## START Record extracts

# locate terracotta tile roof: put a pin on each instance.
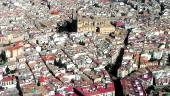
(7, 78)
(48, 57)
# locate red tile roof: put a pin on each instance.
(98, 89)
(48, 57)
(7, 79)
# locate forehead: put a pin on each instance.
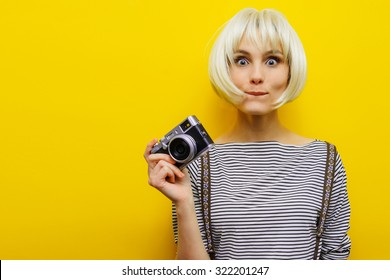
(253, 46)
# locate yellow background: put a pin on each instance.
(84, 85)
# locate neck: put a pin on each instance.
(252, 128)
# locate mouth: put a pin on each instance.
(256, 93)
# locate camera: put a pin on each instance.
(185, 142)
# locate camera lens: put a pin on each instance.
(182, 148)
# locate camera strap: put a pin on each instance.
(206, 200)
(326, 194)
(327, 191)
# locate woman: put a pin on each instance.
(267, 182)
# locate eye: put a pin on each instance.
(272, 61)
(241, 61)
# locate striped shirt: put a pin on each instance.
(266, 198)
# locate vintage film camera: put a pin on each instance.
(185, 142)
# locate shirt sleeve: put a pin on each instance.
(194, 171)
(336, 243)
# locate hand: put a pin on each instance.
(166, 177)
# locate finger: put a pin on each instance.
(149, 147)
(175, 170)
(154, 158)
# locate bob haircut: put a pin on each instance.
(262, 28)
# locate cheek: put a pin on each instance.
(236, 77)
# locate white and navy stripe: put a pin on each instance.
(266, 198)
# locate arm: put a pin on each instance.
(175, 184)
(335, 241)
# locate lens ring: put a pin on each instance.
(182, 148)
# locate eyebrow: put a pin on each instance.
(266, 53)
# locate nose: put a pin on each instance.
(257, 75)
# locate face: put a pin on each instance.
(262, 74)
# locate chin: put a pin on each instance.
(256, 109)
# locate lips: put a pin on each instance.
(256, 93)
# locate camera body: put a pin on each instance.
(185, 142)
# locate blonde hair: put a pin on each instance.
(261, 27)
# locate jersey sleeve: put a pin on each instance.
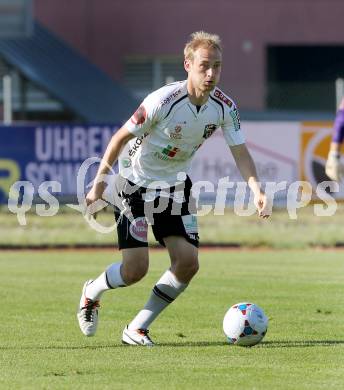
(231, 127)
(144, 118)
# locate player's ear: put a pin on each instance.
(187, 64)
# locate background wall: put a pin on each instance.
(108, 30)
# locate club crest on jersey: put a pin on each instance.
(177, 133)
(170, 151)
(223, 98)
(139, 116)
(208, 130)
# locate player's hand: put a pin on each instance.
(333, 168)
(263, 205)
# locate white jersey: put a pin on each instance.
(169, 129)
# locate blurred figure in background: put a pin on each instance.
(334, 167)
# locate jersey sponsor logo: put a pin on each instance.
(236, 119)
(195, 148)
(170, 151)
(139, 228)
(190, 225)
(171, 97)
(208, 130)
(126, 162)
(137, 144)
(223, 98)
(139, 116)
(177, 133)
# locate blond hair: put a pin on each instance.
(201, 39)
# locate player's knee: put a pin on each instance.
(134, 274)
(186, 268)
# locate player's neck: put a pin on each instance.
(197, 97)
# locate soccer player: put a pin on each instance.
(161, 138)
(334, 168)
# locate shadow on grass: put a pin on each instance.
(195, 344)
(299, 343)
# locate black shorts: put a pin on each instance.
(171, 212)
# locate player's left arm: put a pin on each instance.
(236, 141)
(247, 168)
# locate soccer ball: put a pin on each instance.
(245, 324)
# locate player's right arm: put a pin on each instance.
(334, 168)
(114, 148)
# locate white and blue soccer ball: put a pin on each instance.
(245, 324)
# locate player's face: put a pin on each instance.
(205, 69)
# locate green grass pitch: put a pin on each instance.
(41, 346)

## END Record extracts
## START Record extracts

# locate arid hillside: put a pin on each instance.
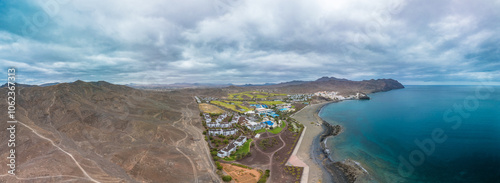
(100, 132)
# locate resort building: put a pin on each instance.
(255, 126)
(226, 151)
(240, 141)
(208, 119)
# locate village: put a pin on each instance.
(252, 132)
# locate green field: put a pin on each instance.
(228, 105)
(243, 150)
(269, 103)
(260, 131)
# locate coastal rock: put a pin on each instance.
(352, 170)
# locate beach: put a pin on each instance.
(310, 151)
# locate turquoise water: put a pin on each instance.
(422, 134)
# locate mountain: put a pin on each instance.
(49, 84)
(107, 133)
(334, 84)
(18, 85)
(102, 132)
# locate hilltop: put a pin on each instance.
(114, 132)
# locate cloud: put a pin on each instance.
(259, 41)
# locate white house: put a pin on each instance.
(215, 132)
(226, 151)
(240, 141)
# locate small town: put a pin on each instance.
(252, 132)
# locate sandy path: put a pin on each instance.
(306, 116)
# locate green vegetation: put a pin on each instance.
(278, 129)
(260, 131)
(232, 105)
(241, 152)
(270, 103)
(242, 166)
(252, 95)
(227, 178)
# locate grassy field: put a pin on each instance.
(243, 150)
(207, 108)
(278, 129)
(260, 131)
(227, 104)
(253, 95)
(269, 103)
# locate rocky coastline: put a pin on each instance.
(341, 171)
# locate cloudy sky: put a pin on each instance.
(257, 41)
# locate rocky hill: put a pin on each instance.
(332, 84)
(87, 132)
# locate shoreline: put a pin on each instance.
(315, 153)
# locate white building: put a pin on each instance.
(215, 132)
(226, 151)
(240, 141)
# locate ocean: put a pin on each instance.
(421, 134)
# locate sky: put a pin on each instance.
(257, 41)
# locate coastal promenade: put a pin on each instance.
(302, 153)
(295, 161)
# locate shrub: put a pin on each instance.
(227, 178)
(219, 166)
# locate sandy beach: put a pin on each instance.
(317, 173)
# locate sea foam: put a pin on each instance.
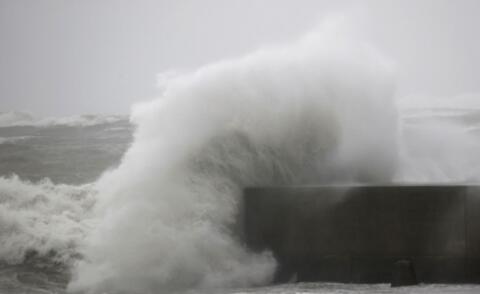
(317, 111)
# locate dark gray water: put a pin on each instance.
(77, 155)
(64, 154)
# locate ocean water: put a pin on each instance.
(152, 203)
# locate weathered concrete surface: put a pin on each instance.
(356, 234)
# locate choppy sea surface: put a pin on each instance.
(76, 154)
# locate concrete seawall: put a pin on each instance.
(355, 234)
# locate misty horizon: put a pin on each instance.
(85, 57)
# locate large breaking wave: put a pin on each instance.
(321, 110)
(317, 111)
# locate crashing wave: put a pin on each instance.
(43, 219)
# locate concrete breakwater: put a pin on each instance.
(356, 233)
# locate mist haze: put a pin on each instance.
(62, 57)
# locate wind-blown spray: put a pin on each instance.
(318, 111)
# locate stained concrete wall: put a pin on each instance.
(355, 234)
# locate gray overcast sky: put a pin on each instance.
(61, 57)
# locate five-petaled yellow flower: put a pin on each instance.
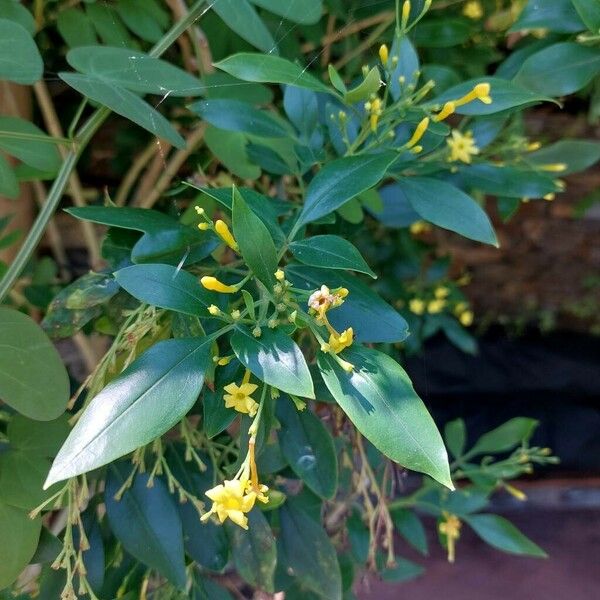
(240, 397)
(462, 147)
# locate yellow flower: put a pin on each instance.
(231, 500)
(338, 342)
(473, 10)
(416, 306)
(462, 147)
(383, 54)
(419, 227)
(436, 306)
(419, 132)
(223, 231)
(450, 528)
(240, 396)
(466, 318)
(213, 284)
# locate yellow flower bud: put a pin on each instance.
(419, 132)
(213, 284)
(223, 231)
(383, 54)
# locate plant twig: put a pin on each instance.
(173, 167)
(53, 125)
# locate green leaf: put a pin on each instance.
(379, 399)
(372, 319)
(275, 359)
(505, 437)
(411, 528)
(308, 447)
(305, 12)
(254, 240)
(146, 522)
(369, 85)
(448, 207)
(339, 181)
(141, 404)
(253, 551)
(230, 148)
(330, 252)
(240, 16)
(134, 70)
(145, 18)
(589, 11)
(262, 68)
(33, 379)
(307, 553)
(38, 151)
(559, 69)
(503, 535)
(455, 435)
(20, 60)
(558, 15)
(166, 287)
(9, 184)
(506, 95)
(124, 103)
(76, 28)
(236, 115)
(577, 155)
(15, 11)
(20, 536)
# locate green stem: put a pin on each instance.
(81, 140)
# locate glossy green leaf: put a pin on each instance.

## END Record extracts

▶ **What you will do**:
Lay out the rows as a Markdown table with the columns No. and Row line, one line per table row, and leave out blank lines and pictures. Start at the line containing "# locate gray" and stop after the line containing "# locate glossy".

▶ **Response**:
| No. | Row line |
|---|---|
| 1 | # locate gray overcast sky: put a pin on each instance. |
| 2 | (61, 57) |
| 3 | # locate five-petaled yellow flower: put a pin on each instance. |
| 4 | (240, 397) |
| 5 | (462, 147) |
| 6 | # locate yellow flower: put a pin on each instance. |
| 7 | (231, 500) |
| 8 | (338, 342) |
| 9 | (473, 10) |
| 10 | (416, 306) |
| 11 | (462, 147) |
| 12 | (383, 54) |
| 13 | (419, 227) |
| 14 | (436, 306) |
| 15 | (419, 132) |
| 16 | (223, 231) |
| 17 | (450, 528) |
| 18 | (240, 396) |
| 19 | (466, 318) |
| 20 | (213, 284) |
| 21 | # locate yellow flower bud: put a pin on each instance. |
| 22 | (419, 132) |
| 23 | (213, 284) |
| 24 | (223, 231) |
| 25 | (383, 54) |
| 26 | # locate plant twig: put a pin on each instance. |
| 27 | (173, 167) |
| 28 | (53, 125) |
| 29 | # locate green leaf: put a pin on each instance. |
| 30 | (379, 399) |
| 31 | (372, 319) |
| 32 | (275, 359) |
| 33 | (505, 437) |
| 34 | (411, 528) |
| 35 | (308, 447) |
| 36 | (305, 12) |
| 37 | (254, 240) |
| 38 | (146, 522) |
| 39 | (369, 85) |
| 40 | (448, 207) |
| 41 | (339, 181) |
| 42 | (141, 404) |
| 43 | (253, 551) |
| 44 | (230, 148) |
| 45 | (330, 252) |
| 46 | (240, 16) |
| 47 | (134, 70) |
| 48 | (145, 18) |
| 49 | (589, 11) |
| 50 | (262, 68) |
| 51 | (33, 379) |
| 52 | (307, 553) |
| 53 | (38, 151) |
| 54 | (559, 69) |
| 55 | (503, 535) |
| 56 | (455, 435) |
| 57 | (20, 60) |
| 58 | (558, 15) |
| 59 | (166, 287) |
| 60 | (9, 184) |
| 61 | (506, 95) |
| 62 | (124, 103) |
| 63 | (76, 28) |
| 64 | (236, 115) |
| 65 | (577, 155) |
| 66 | (15, 11) |
| 67 | (20, 536) |
| 68 | # locate green stem: put a pin on each instance. |
| 69 | (81, 140) |
| 70 | # locate glossy green leaf: put a pin on each instance. |